# Description of the task
Your task is to transcribe the data exactly while omitting each picture.

# Extracted information

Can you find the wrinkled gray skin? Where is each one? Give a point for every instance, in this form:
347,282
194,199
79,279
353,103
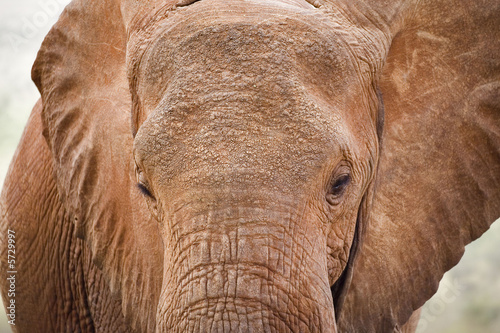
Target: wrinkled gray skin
230,165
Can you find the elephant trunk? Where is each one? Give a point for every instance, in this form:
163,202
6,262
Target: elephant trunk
229,273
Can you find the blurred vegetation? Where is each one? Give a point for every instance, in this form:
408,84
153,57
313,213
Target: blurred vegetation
469,296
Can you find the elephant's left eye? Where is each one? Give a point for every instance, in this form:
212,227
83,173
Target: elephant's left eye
142,183
337,188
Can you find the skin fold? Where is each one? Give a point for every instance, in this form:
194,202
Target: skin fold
252,165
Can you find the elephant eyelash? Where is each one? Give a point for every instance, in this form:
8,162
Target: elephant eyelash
144,190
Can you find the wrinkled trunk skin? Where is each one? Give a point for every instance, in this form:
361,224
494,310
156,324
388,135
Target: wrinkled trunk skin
232,273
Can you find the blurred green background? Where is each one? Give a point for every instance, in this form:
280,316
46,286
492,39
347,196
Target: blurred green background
468,299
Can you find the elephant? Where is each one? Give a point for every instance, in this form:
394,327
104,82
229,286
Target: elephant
251,165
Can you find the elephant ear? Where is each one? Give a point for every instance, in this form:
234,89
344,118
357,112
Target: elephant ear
438,181
81,74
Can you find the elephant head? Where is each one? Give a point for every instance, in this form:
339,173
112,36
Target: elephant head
256,175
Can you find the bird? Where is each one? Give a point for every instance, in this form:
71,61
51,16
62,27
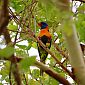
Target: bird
46,38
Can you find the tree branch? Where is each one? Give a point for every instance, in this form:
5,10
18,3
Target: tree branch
4,15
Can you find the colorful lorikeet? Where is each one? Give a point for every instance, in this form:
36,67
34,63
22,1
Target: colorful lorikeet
45,37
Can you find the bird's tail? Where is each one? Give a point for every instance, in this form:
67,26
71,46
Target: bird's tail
41,72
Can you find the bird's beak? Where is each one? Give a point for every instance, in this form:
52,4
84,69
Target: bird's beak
39,24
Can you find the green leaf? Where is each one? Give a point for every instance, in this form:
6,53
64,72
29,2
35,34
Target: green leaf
26,62
7,52
21,46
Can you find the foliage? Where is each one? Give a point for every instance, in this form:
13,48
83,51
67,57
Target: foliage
29,13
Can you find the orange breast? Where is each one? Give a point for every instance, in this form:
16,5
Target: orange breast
44,32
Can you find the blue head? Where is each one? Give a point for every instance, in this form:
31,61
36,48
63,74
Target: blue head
42,25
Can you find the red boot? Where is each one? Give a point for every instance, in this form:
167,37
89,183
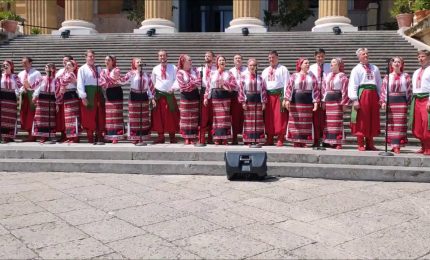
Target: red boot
172,138
90,136
360,142
160,139
370,145
269,140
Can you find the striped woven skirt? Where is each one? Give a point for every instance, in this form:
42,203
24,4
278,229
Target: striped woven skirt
397,120
71,113
189,114
8,113
253,126
221,128
300,129
333,132
44,118
114,114
139,125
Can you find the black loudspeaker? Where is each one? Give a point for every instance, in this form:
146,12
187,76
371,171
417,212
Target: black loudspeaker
246,165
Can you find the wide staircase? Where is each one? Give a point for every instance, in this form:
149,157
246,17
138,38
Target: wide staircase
290,45
181,159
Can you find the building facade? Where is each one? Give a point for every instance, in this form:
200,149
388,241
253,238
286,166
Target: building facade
110,16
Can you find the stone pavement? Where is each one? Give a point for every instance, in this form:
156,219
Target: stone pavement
112,216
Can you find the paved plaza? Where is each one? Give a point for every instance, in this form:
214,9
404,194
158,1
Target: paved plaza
116,216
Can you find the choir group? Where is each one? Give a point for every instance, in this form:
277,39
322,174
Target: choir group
216,103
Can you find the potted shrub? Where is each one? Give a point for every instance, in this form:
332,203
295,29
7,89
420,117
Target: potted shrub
9,21
403,12
422,9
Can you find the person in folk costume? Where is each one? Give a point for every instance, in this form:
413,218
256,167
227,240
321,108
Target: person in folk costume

# Exercise result
Can you find the wrinkled gray skin? Where is each one? Give a point for every instance, in this form:
347,282
194,199
79,279
353,103
Target: wrinkled gray skin
230,165
Can you find the elephant trunk? Where is each one? Give a point for every instance, in this form:
163,202
6,262
Target: elephant trunk
229,273
Can you find the blurred vegetation? Where is each one? Give a point for every instance, in this form:
408,84
153,57
313,213
Target: blurred vegetation
469,296
Can you find the elephant's left eye? Where is each one? Give a point for every instance, in this form:
212,227
83,173
Target: elephant's left eye
142,183
337,188
Can you find the skin fold? Where is each one? Give a point for every instance, in this form:
194,202
Target: skin fold
252,165
Can you find the elephant eyelash? Where is each one? Give a point for every instance, in this form:
8,162
Target: elephant eyelash
144,190
Can you find the wrinkled trunk skin? Where is each one? Give a point for every instance, in this form:
361,224
494,310
156,324
388,135
Target: wrinkled trunk skin
232,273
Can you find the blurred green background? Where is each one? Give a point for every instance, in this form:
280,316
46,286
492,39
347,196
Target: blurred green background
468,299
Can you find the elephant? Where is each one? Give a point for every instance, in this form:
394,327
104,82
229,286
Target: elephant
251,165
Can you find the elephant ear? Where is each one? Give a point for every instance, in this form:
234,89
344,118
357,112
Target: elephant ear
438,181
81,74
Can you find the elephant head? Where is each one? Give a point for every instance, in this form:
339,173
112,36
Target: elephant head
256,175
Can you find the bird? Where is each one? Give a point for every instance, in this form:
71,61
51,16
62,27
Target: bird
46,38
Can you find the tree branch? Where is each one? Give a point for every instance, in this form:
5,10
18,3
Target: tree branch
4,15
Can you find the colorful lorikeet? Where is each one? Give a point for every instance, in this form:
36,67
34,63
22,1
Target: colorful lorikeet
45,37
Can you find the bird's tail? Where is each one? Give a point for every instance, in this form:
67,26
71,46
Target: bird's tail
41,72
Can you find the bird's beak? Where is each one? Give a point for every instance, in this form:
52,4
84,69
Target: bird's beak
39,24
Can you find the green leaf? Where is each one? Give a point for every instance, in this form:
6,53
64,72
29,2
35,34
Target: green leaf
26,62
7,52
21,46
Can you find the foliage? Where is each one? Give a point for every instance, in this form:
13,48
83,51
67,57
Target: foliage
29,13
Can you find the orange breast? Where is each one? Give a point for every instance, in this form:
16,5
Target: orange breast
44,32
Can you find the blue head? Where is each one? Give a point for every instance, in this form:
31,61
36,48
63,74
Target: blue head
42,25
Can you find the red boot? Where is each one? Give a point for every instance, in this form:
167,37
89,183
Target: red boot
172,138
90,136
360,142
160,139
370,145
269,140
Can you find the striped woven skirt? Where is each one? Give a point for every instance, in this form:
42,203
24,4
278,229
Target: striped woven skirt
397,120
71,113
189,114
8,113
253,126
221,128
300,129
333,132
44,118
114,114
139,125
Can you find the black loudspeaker? Where is each one? Give a point for every instance, in this form:
146,12
187,76
371,171
417,212
Target: black loudspeaker
246,165
Can you find the wide staircase? Where is each one? Give a point for every instance, in this form:
149,157
246,17
138,38
Target: wide staircase
290,45
181,159
Can you find the building facade? Where is each one? Give a point for every instance, in this form:
200,149
388,241
253,238
286,166
Target: building facade
110,16
Can you find the stone pavement? Where is each one? Give a point for every instance, in this form:
156,219
Target: stone pavement
112,216
Can you find the paved plaza? Where is each one? Give a point for every instance, in this form:
214,9
404,194
158,1
Target: paved plaza
116,216
Can you find the choir group? Where is each one? Give a point for every instance, in this form:
277,39
322,174
Target: choir group
216,103
Can you find the potted shrub? Where is each one? Give a point for every instance, in this form:
332,203
295,29
7,89
420,117
Target: potted shrub
9,21
403,12
422,9
Can you find the person in folk costume? Where is each one? Give a point for every instance, in this form:
413,218
256,167
227,240
321,108
Target: person in folk costume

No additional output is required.